Whatever the records hold, copy it exactly and completely.

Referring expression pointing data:
= = =

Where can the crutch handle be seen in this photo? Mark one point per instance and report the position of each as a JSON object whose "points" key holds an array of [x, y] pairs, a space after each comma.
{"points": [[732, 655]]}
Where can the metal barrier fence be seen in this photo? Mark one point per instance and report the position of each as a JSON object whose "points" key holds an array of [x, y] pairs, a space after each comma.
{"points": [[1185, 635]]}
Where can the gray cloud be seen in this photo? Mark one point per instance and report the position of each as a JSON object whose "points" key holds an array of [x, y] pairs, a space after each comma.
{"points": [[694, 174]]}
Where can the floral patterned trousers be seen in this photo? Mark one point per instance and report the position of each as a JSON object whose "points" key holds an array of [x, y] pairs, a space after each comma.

= = =

→ **YOUR RESPONSE**:
Where can the crutch handle be seen in this photo? Mark one point per instance and report the position of each as a JSON object whose "points" key holds an array of [x, y] pairs, a space after each comma.
{"points": [[732, 655]]}
Where can the metal barrier fence be seen in this photo? Mark one point per instance and report the position of each as a JSON object whose "points" key holds an array of [x, y] pairs, a space after each comma.
{"points": [[1185, 635]]}
Where can the gray cloud be seen in this photo? Mark one point per instance and report the position of each as a JSON object whose "points" key holds an array of [x, y] pairs, a space after each comma.
{"points": [[694, 174]]}
Where can the floral patterned trousers be seen in this photo? Mark one point per instance and report the position of each as a JSON object whose "points" key holds an array of [x, y] pairs, a space after each comma.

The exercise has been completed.